BEGIN SUPPLIED PASSAGE

There are so many topics in the news right now regarding the United States deficit, the sequestration and funding issues for original Medicare, as well as many other issues facing Americans that it becomes difficult to determine where we actually stand on certain issues. Medicare Pathways wants you to stay informed regarding the original Medicare program and potential changes to the Medicare program. One specific suggested resolution to the original Medicare funding issue is the suggestion by Congress of raising Medicare eligibility from age 65 to age 67. Congress has suggested that by raising the Medicare eligibility age would cut back on Medicare related expenses that burden the federal deficit. However, is raising the Medicare eligibility age from 65 to 67 the answer to Medicare’s funding issues?
What are the potential outcomes of raising the Medicare eligibility age from 65 to 67?

END SUPPLIED PASSAGE

§ TRY IT: List every news topic that the first sentence of the Medicare eligibility passage names specifically. The listing that comes next is separate material and has no connection to the Medicare eligibility passage.

BEGIN INFORMATION GIVEN

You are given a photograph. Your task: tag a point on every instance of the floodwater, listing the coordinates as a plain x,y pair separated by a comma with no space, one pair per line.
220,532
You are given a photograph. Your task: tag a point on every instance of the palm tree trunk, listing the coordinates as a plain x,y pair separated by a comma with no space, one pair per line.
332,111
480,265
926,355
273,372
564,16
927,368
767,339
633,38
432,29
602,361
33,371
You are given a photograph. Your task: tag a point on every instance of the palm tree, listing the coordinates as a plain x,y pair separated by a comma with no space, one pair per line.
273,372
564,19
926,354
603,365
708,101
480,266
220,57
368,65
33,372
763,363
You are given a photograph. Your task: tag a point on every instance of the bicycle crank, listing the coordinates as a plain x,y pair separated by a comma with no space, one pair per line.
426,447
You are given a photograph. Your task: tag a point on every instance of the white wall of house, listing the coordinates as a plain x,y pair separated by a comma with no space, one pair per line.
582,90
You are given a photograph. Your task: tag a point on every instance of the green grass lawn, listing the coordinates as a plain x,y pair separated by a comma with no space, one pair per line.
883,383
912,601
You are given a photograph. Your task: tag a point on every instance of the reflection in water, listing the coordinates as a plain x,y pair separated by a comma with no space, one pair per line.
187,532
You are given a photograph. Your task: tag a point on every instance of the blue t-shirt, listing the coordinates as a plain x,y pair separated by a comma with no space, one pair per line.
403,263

END INFORMATION GIVEN

§ ANSWER TO THE EXERCISE:
- The United States deficit
- The sequestration
- Funding issues for original Medicare